Selected excerpt:

########################################

MACLANE: Scrapping NAFTA would be disastrous
Opinions Column: Conservative Hot Corner
The most recent election cycle revealed the dissatisfaction with the establishment on both sides of the aisle. Populist movements emanated from both the Democratic and Republican Parties in the form of Sen. Bernie Sanders (I-Vt.) and President Donald J. Trump respectively. Sanders was unable to obtain the Democratic nomination, but Trump was successful in winning both the Republican nomination and the presidency. His right-wing populist message was sharply critical of trade deals, including the Trans-Pacific Partnership (TPP), of which he has already disposed and the North American Free Trade Agreement (NAFTA). He even went so far as to call NAFTA, “the worst trade deal maybe ever signed anywhere, but certainly ever signed in this country” in one of the presidential debates. Now that he is president, Trump is maintaining his stance on the trade deal advocating for its renegotiation. Revoking or renegotiating the trade deal with a protectionist mindset would be damaging to the American consumer and both the American and Mexican economies.
NAFTA is the trade agreement between Canada, Mexico and the United States that was signed in 1993 by former President Bill Clinton and went into effect Jan. 1, 1994. It removed many of the tariffs and non-tariff trade barriers between the nations, which allowed for the increase in trade and investment between the three nations.
The United States withdrawing from the deal would primarily hurt American consumers, considering that “Mexico was the United States' third largest supplier of goods imports in 2015.” The United States' imports primarily include vehicles, electrical machinery, machinery, mineral fuels and optical and medical equipment. Americans would have fewer options for goods to consume as well as be forced to pay higher prices due to increases in tariff barriers. This invokes the idea from Henry Hazlitt’s book "Economics in One Lesson," in which paying higher prices on certain goods gives consumers less money to spend on other industries inhibiting economic growth, specifically if Americans are forced to pay more for cars. If Americans are forced to pay more for cars, then they have less money either to invest or spend on another industry. Americans should expect significantly higher prices in economic sectors such as auto, oil and machinery if Trump revokes NAFTA.
The United States does not just import goods from Mexico, but also exports goods to Mexico. In 2015, Mexico was the United States' second largest market for exports. Revoking NAFTA would consequentially remove the availability of that market for the American industry. Not only would it distort trade with Mexico, but also Canada. Canada was the primary importer of American goods in 2015. It was also the second largest supplier of American imported goods in 2015. Disrupting trade with these two nations would be devastating for American exporters and consumers.

########################################

Information provided:
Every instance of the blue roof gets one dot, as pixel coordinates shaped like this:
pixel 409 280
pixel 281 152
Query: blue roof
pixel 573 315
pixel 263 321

########################################

Set of tasks:
**a)** In the NAFTA column, on what date did the agreement go into effect?
**b)** Carry on the NAFTA column, picking up right after its final sentence.

Answers by item number:
**a)** January 1, 1994.

**b)**
NAFTA has actually created an economic zone between the three nations. Ending NAFTA would erode the interdependence created between the nations and actually hurt American jobs. According to Morris Cohen, Wharton professor of operations and information management, thanks to NAFTA, “these plants are integrated. Some components or sub-assemblies are sent back to the U.S. It is as if there is no border, as if it is one economic zone.” American manufacturing jobs are primarily in assembling parts built in Mexico. Withdrawing from NAFTA would kill these assembly jobs because the plants in place in Mexico would most likely move to China, taking the assembly jobs with them. The reason the assembly jobs exist is because of its proximity and convenience to the Mexican plants that built the components.
NAFTA has been critical in accelerating the development of the Mexican economy considering the United States is the top importer of Mexican goods. Contrary to popular belief, this economic growth has actually created a net outflow of undocumented Mexican immigrants with the increase of employment opportunity in Mexico since 2009. So trade deals and economic interdependence can help combat illegal immigration that Trump stood so strongly against during his campaign.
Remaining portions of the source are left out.